• _Goal of the exercise_:
Your response must consist of the listing below, repeated exactly.

• _Extracted data_:
▼

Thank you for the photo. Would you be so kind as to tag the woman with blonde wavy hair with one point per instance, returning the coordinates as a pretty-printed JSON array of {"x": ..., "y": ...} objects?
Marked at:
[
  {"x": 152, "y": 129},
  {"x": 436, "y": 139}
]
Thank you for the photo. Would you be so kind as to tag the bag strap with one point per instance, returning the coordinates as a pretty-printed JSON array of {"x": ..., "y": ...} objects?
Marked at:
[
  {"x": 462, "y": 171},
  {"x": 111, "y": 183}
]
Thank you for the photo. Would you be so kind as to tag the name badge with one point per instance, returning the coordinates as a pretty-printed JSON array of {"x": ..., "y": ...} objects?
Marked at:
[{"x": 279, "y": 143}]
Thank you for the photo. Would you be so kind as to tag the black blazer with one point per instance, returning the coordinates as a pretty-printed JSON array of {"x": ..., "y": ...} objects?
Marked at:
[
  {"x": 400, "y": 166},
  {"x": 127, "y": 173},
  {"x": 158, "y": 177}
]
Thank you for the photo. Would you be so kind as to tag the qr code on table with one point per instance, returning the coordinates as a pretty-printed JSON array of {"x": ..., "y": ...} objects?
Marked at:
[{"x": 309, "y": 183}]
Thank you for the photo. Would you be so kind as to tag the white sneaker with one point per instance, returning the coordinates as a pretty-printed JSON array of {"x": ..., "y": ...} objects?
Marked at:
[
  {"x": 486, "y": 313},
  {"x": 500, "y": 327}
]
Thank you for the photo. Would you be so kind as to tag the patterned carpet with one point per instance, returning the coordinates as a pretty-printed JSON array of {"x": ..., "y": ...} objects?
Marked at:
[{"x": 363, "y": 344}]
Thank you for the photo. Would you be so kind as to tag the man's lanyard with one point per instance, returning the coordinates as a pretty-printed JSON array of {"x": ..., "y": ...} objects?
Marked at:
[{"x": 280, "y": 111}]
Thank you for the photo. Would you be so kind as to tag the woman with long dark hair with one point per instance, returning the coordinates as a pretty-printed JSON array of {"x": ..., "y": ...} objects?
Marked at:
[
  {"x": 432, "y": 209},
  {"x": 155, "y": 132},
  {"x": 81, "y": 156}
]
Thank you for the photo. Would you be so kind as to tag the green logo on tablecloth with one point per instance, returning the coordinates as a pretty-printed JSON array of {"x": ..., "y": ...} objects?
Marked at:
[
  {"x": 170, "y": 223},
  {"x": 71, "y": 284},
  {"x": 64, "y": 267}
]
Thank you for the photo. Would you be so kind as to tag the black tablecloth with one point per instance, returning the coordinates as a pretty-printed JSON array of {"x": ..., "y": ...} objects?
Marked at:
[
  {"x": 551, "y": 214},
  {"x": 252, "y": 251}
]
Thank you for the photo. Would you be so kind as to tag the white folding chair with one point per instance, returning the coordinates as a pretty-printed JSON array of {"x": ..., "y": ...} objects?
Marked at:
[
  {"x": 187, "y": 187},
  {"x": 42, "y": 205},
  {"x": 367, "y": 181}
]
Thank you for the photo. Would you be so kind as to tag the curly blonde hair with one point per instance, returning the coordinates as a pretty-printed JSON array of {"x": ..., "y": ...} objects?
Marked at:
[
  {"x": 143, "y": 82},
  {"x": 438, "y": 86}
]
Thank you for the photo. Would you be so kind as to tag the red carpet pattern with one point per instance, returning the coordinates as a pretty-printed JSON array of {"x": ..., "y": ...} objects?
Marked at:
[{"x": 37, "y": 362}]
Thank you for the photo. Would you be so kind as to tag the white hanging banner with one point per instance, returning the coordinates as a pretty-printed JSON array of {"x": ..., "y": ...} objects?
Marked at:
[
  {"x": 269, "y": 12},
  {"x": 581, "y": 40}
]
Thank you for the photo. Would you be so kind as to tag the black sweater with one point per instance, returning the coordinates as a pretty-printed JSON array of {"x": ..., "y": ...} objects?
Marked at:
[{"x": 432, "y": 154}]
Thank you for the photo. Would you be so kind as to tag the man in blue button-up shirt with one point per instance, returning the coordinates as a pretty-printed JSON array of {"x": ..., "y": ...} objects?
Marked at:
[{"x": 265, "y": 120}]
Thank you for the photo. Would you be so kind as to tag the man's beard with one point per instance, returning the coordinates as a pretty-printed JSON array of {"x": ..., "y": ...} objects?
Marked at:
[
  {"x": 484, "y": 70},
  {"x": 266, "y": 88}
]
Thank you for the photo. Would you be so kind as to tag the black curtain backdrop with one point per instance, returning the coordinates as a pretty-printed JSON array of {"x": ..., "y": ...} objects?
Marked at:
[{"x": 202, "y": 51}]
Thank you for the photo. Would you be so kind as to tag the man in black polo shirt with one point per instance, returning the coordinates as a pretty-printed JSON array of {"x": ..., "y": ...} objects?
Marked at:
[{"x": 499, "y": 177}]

▲

• _Response box_:
Thank you for the photo. Would you be so kind as to tag the woman with blonde wavy hair with one point per instance, returning the coordinates as a pretty-printed JSON array of {"x": ..., "y": ...} objects?
Marked at:
[
  {"x": 152, "y": 129},
  {"x": 436, "y": 139}
]
Thank you for the photo. Would you be so kind as to tag the bag strap with one point per instance, returning the coordinates as a pretty-printed JSON array of {"x": ..., "y": ...} objects?
Marked at:
[
  {"x": 462, "y": 171},
  {"x": 111, "y": 183}
]
Thank you for the photo. Would you be so kind as to tag the name badge with one point per instance, returning the coordinates as a pretty-printed JSON array of {"x": ..., "y": ...} objects?
Marked at:
[{"x": 279, "y": 143}]
Thank you for the photo. Would you be so kind as to tag the black blazer with one point per instance, returning the coordinates as a pretty-printed JSON array of {"x": ..., "y": ...} objects?
Marked at:
[
  {"x": 400, "y": 166},
  {"x": 127, "y": 173},
  {"x": 158, "y": 177}
]
Thank you for the photo. Would you be so kind as to tag the qr code on table with one point per instance, returning the coordinates as a pretty-printed JSON array of {"x": ..., "y": ...} objects?
Marked at:
[{"x": 309, "y": 183}]
Thank you for the photo. Would you be so kind as to tag the white sneaker with one point per instance, returning the coordinates as a pretty-printed JSON array of {"x": ..., "y": ...} objects?
Marked at:
[
  {"x": 486, "y": 313},
  {"x": 500, "y": 327}
]
Thank you for the photo. Would you be so kind as to tag the patterned carpet with one point per instance, returning the coordinates as a pretty-printed JSON array of {"x": ..., "y": ...} objects?
Marked at:
[{"x": 363, "y": 344}]
Thank you for the photo. Would you be so kind as to tag the man's lanyard with one point per instance, returning the coordinates as a pretty-printed JSON array of {"x": ..., "y": ...} objects?
Marked at:
[{"x": 280, "y": 111}]
Thank you for the photo. Would you be so kind as to tag the woman with long dark hair with one point per instance, returning the coordinates as a pretty-printed JSON array of {"x": ..., "y": ...} objects?
Marked at:
[
  {"x": 432, "y": 209},
  {"x": 155, "y": 132},
  {"x": 81, "y": 156}
]
Thank you for the photo. Would you be so kind as to tag the green logo on tablecloth with one point per instance, returning the coordinates as a pretty-printed JSON array of {"x": ..., "y": ...} objects?
Marked at:
[
  {"x": 170, "y": 223},
  {"x": 71, "y": 284},
  {"x": 64, "y": 267}
]
Thank you for the photo. Would you be so kind as to tag the black tablecloth with one point per instance, returning the coordinates as a pretty-printed JSON array of {"x": ..., "y": ...} objects?
Marked at:
[
  {"x": 551, "y": 214},
  {"x": 252, "y": 251}
]
Thank you for the photo. Would you be so kind as to tag the white folding chair with one point per instance, returning the coordinates as a pretty-printed JSON array of {"x": ..., "y": ...} objects?
Marked at:
[
  {"x": 187, "y": 187},
  {"x": 42, "y": 205},
  {"x": 367, "y": 181}
]
Thank you for the photo. Would you be so kind as to tag the curly blonde hair with one point per instance, returning the coordinates as a pretty-printed JSON array of {"x": ..., "y": ...} objects?
Marked at:
[
  {"x": 143, "y": 82},
  {"x": 438, "y": 86}
]
Thank you for the photo. Would you be so kind as to tag the red carpet pattern with one point per instance, returning the coordinates as a pretty-printed JSON array of {"x": ..., "y": ...} objects?
Marked at:
[{"x": 37, "y": 362}]
Thank you for the photo. Would you be so kind as to tag the white hanging banner with one point per instance, returning the coordinates as a pretty-printed JSON array of {"x": ..., "y": ...} objects?
Marked at:
[
  {"x": 269, "y": 12},
  {"x": 581, "y": 40}
]
Thank you for the photo. Would you be so kind as to tag the black sweater with one point per instance, returning the coordinates as a pretty-printed JSON array of {"x": ..., "y": ...} objects?
Marked at:
[{"x": 432, "y": 154}]
Thank you for the photo. Would you be so kind as to tag the man in blue button-up shirt with one point per instance, returning the coordinates as a pretty-printed JSON array of {"x": ..., "y": ...} objects?
Marked at:
[{"x": 265, "y": 120}]
Thank you for the photo. Would you be so kind as to tag the man's beard with one point per instance, returning the coordinates as a pretty-printed JSON array of {"x": ..., "y": ...} objects?
Marked at:
[
  {"x": 484, "y": 70},
  {"x": 266, "y": 88}
]
Thank you for the photo. Would you be so kind as to tag the black curtain backdrop with one point per instance, returning the coordinates as a pretty-printed JSON array of {"x": ..., "y": ...} objects?
Marked at:
[{"x": 202, "y": 51}]
Thank you for the photo. Would you be so kind as to tag the man in black polo shirt with one point per instance, returning the coordinates as a pretty-printed JSON array of {"x": ..., "y": ...} objects?
Marked at:
[{"x": 499, "y": 177}]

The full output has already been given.